_Aufgaben_.
1) Innerhalb welcher Zeit können die First-Responder laut dem Text über die ehrenamtlichen Helfer oft vor Ort sein?
2) Schreiben Sie den Text über die First-Responder von "Sie haben einen" bis einschließlich "in Karlsruhe nicht." wortgetreu ab.

_Text_.

☆ ☆ ☆ ☆ ☆

Sie haben einen medizinischen Hintergrund und bekommen über die Leitstellen Bescheid, wenn es einen Notfall in ihrer Nähe gibt. Dadurch können sie nicht nur sehr schnell vor Ort sein - sie wirken sozusagen auch dem Fachkräftemangel im Rettungsdienst entgegen. Die First-Responder tragen einen digitalen Meldeempfänger bei sich - also eine Art Piepser, der sie über Notfälle in ihrer Nähe informiert. Geld bekommen die allermeisten der Ehrenamtlichen in Karlsruhe nicht.
Somit können die First-Responder oft innerhalb von drei bis fünf Minuten vor Ort sein - und damit innerhalb der kritischen Zeit Leben retten. Laut Julia Bornhäuser sind bei etwa sechs bis sieben von zehn Einsätzen bereits solche ehrenamtlichen Helfer vor Ort, wenn der Rettungsdienst eintrifft.

☆ ☆ ☆ ☆ ☆

_Datenauszug_.

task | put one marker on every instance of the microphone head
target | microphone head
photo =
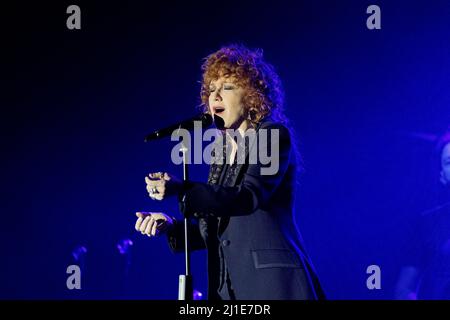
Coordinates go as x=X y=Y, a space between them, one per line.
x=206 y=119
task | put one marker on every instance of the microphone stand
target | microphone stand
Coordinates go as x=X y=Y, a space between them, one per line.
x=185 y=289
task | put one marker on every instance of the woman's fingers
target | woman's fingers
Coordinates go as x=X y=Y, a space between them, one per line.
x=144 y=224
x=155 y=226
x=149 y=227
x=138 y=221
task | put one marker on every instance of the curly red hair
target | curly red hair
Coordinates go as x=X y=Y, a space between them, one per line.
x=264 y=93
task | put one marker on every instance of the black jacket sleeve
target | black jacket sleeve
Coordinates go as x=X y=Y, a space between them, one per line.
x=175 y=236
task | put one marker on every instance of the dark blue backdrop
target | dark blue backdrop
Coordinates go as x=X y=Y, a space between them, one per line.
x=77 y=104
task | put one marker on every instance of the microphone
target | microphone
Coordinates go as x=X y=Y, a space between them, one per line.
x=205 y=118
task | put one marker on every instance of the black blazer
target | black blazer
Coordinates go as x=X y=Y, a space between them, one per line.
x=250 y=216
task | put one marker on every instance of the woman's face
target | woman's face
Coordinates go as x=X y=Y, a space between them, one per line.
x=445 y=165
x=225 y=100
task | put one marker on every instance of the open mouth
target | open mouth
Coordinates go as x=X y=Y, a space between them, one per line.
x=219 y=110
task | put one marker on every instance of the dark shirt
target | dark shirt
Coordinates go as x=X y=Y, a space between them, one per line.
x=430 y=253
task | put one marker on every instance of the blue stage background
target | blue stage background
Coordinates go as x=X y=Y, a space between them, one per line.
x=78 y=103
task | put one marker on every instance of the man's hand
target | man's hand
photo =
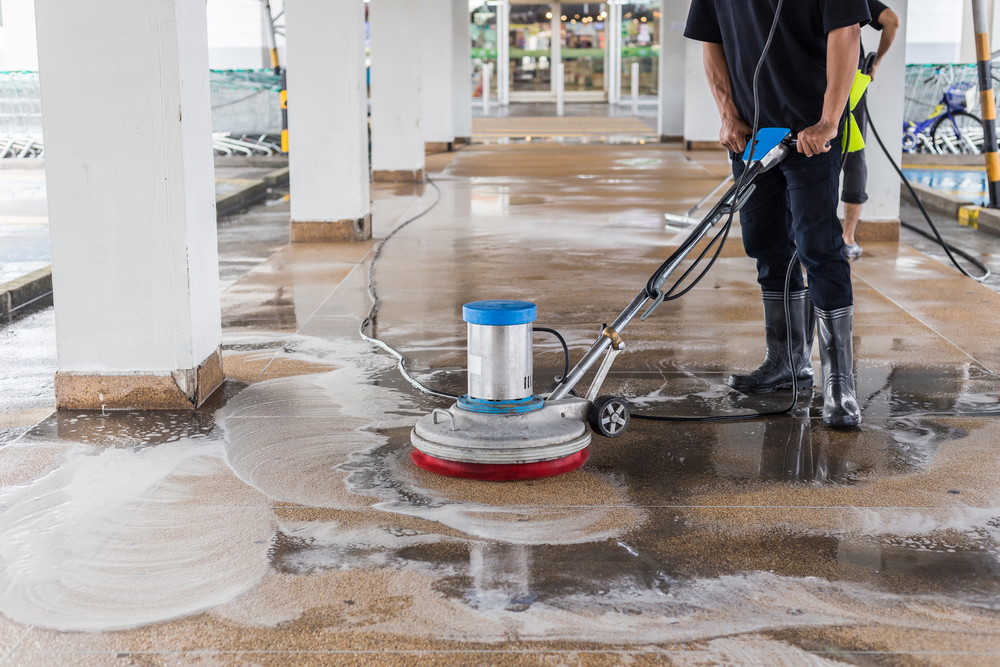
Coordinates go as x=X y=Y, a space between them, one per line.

☆ ☆ ☆ ☆ ☆

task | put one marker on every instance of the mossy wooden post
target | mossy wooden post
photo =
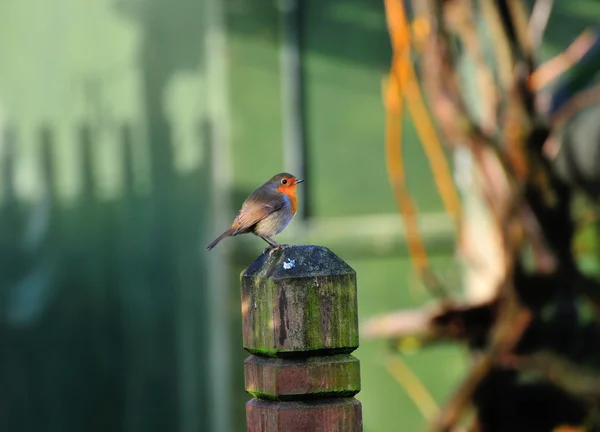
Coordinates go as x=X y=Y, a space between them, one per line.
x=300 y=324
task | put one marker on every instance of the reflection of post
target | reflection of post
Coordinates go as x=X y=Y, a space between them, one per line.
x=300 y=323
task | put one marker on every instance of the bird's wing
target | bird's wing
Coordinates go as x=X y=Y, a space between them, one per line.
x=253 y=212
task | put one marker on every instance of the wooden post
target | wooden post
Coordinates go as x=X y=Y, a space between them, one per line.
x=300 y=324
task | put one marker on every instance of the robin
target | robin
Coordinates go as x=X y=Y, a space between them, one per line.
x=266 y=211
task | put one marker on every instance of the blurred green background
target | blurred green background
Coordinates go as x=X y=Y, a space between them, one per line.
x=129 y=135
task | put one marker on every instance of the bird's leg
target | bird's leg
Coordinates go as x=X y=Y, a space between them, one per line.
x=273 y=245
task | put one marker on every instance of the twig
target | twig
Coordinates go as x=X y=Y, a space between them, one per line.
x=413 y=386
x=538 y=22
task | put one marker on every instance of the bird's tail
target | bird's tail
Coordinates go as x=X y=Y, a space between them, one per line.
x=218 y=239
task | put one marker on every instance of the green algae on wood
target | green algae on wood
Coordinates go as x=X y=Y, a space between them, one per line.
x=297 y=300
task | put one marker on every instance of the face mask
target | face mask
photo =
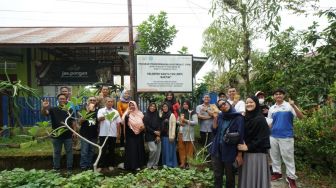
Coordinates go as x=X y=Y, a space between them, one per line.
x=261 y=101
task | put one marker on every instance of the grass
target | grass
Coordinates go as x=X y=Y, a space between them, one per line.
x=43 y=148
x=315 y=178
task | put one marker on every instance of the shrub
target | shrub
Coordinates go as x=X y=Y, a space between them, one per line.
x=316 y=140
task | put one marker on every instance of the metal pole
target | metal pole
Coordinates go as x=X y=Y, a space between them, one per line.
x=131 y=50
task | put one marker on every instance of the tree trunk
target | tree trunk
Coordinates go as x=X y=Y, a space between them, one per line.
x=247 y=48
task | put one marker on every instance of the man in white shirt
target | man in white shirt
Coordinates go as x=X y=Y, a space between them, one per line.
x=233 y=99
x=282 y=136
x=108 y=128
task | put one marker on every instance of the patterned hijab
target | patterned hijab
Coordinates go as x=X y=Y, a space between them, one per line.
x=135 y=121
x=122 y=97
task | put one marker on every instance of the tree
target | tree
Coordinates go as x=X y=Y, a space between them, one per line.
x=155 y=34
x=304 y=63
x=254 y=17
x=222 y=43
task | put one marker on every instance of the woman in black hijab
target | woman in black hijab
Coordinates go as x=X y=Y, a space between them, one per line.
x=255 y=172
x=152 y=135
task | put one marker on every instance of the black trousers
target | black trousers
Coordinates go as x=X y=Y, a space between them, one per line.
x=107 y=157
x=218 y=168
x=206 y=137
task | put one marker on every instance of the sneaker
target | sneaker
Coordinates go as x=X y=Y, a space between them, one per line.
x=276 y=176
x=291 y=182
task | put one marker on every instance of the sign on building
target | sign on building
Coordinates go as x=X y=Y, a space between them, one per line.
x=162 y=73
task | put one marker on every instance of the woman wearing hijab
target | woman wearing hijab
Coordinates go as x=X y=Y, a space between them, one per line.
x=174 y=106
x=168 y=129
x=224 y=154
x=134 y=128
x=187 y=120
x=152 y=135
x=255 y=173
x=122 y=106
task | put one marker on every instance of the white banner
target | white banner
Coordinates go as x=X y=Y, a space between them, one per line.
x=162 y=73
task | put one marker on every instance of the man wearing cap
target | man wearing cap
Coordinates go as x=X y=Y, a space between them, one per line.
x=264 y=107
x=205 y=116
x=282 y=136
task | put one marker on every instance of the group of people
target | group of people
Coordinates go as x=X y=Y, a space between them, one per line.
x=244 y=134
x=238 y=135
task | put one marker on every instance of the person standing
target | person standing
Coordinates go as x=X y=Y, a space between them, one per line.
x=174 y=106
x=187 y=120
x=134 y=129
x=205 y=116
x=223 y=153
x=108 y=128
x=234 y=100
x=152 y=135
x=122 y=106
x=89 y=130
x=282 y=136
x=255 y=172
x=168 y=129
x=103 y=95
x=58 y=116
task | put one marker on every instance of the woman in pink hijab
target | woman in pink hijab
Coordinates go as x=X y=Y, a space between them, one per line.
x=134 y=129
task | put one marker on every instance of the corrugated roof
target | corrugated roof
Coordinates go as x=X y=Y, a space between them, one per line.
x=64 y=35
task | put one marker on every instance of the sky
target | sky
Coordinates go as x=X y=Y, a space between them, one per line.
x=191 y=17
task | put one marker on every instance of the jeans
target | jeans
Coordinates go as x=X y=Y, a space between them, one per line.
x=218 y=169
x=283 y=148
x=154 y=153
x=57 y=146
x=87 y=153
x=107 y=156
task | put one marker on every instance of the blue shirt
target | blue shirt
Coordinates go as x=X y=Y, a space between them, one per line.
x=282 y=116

☆ ☆ ☆ ☆ ☆

_Lösungen_.
1) Oft innerhalb von drei bis fünf Minuten.

2)
Sie haben einen medizinischen Hintergrund und bekommen über die Leitstellen Bescheid, wenn es einen Notfall in ihrer Nähe gibt. Dadurch können sie nicht nur sehr schnell vor Ort sein - sie wirken sozusagen auch dem Fachkräftemangel im Rettungsdienst entgegen. Die First-Responder tragen einen digitalen Meldeempfänger bei sich - also eine Art Piepser, der sie über Notfälle in ihrer Nähe informiert. Geld bekommen die allermeisten der Ehrenamtlichen in Karlsruhe nicht.